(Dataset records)
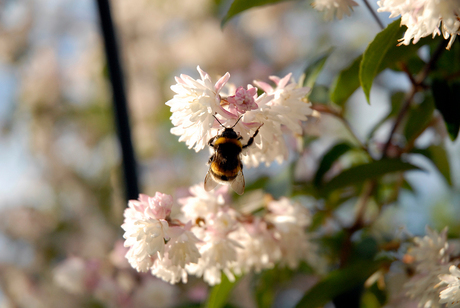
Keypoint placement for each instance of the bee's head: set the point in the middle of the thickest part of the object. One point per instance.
(229, 133)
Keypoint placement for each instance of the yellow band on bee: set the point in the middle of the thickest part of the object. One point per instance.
(220, 172)
(222, 140)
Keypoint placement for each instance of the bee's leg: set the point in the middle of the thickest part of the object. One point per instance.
(211, 159)
(251, 140)
(210, 141)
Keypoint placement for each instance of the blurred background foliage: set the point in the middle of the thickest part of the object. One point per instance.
(61, 192)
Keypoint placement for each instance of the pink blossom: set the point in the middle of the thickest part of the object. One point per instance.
(243, 100)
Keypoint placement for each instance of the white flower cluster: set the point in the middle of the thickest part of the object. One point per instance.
(336, 8)
(220, 239)
(196, 102)
(432, 285)
(425, 17)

=== TASK INSTRUCTIONS ===
Reproduce the data above word for word, leaving out the picture.

=== RESULT FOR THIS EXERCISE ===
Keypoint placement for each instance of the bee's head: set the point in the middle of the thickest part of the object. One point per instance.
(229, 133)
Keypoint placement for each instance of the yellow band on bee: set the point in the middle of the thickest part of the object. One point per instance.
(220, 172)
(222, 140)
Keypoint placement for each instance of the bee's leg: set the point in the middle of the thickest part of the object. One point per instance.
(211, 159)
(251, 140)
(210, 141)
Keypoint placement for each instance of the blurred background foliage: set the point in the middle of the thickest part of the object. One point per instance.
(61, 192)
Keypoint placement for each instance of the pink blossom: set the point in the middle of the thickest part of the object. One point per instance.
(243, 100)
Keypoint placement for each instance of the white flower cluster: set the point in the middle of the thickest part of the object. One point per instance.
(336, 8)
(220, 239)
(196, 102)
(432, 285)
(425, 17)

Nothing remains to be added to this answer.